Inkarnierende und exkarnierende Wesensgliedertätigkeit

Was ist unter inkarnierender und was unter exkarnierender Tätigkeit der Wesensglieder zu verstehen?

Was ist unter inkarnierender und was unter exkarnierender Tätigkeit der Wesensglieder zu verstehen?

Zusammenhang von inkarnierender und exkarnierender Wesens¬glieder-tätigkeit

Das Steinersche Paradigma von der Metamorphose der „inkarnierenden" Wesensgliedertätigkeit in die „exkarnierende", die das seelisch-geistige Leben ermöglicht, ist einerseits Grundlage für ein neues Verständnis des Leib-Seele-Zusammenhangs. Es bietet aber auch bisher nicht dagewesene Möglichkeiten, die Fachgebiete der Erziehungswissenschaften und Medizin in ihrem Zusammenhang zu verstehen und für die Weiterentwicklung von Therapie und Pädagogik zu nutzen. Denken, Fühlen und Wollen als seelisch-erfahrbare Qualitäten werden in ihrem Leibbezug durchschaubar:

  • Der Ätherleib kann damit als Träger des Gedankenlebens erkannt werden,
  • der Astralleib als Träger des Gefühlslebens
  • und die Ich-Organisation als Träger des Wollens bzw. Tuns.

■ ARBEITSMATERIAL:
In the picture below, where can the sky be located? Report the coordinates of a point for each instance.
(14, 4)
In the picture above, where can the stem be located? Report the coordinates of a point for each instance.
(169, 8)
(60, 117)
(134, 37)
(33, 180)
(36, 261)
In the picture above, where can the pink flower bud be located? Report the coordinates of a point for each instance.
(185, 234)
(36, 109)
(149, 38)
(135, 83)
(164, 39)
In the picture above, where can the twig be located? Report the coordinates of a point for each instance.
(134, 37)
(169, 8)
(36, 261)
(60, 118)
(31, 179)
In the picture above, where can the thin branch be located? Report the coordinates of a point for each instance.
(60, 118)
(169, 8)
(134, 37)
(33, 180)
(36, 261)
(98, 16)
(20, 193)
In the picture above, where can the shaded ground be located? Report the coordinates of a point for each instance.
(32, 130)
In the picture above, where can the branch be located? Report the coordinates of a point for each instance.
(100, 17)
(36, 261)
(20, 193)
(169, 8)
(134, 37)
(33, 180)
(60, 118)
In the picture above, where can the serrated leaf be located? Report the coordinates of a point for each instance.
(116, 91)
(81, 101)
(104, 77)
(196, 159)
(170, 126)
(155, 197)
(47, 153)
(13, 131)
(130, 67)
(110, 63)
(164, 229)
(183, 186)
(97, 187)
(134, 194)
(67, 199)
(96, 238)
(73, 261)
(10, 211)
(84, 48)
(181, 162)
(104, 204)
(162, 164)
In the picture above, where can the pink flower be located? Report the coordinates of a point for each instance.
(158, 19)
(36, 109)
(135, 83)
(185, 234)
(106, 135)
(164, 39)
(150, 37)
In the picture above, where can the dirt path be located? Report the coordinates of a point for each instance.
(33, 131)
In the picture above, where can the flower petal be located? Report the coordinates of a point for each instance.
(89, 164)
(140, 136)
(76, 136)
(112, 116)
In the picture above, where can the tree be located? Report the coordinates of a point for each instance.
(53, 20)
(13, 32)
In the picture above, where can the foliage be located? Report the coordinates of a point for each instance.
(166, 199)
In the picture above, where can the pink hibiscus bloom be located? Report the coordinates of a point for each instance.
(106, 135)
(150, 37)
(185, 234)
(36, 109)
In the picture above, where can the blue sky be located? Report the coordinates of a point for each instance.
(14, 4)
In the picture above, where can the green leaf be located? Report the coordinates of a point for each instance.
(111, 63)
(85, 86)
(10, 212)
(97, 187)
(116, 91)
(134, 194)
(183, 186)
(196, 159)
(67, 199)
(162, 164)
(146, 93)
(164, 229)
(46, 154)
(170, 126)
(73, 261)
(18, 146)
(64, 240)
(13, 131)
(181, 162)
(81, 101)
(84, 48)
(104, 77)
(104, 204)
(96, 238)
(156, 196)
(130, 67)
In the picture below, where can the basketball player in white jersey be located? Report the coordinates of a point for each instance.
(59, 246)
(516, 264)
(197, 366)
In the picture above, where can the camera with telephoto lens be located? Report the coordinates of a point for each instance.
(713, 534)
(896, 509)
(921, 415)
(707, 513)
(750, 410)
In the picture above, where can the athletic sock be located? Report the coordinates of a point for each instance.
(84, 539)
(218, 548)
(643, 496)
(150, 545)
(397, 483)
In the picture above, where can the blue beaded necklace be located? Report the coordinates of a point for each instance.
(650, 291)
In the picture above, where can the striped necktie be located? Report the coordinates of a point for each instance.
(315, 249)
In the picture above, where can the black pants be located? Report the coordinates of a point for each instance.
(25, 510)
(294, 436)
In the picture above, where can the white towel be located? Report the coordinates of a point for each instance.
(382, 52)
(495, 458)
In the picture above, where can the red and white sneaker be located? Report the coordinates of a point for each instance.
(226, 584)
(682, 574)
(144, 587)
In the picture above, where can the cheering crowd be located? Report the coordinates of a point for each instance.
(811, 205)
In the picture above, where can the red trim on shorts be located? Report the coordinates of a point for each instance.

■ IHRE AUFGABE: Geben Sie den Abschnitt des Textauszugs von „Das Steinersche Paradigma" bis „Wollens bzw. Tuns." wieder und ersetzen Sie darin „Astralleib" durch „Empfindungsleib". Stützen Sie sich ausschließlich auf den Textauszug.

■ SCHRIFTLICHE ANTWORT:
Das Steinersche Paradigma von der Metamorphose der „inkarnierenden" Wesensgliedertätigkeit in die „exkarnierende", die das seelisch-geistige Leben ermöglicht, ist einerseits Grundlage für ein neues Verständnis des Leib-Seele-Zusammenhangs. Es bietet aber auch bisher nicht dagewesene Möglichkeiten, die Fachgebiete der Erziehungswissenschaften und Medizin in ihrem Zusammenhang zu verstehen und für die Weiterentwicklung von Therapie und Pädagogik zu nutzen. Denken, Fühlen und Wollen als seelisch-erfahrbare Qualitäten werden in ihrem Leibbezug durchschaubar:

  • Der Ätherleib kann damit als Träger des Gedankenlebens erkannt werden,
  • der Empfindungsleib als Träger des Gefühlslebens
  • und die Ich-Organisation als Träger des Wollens bzw. Tuns.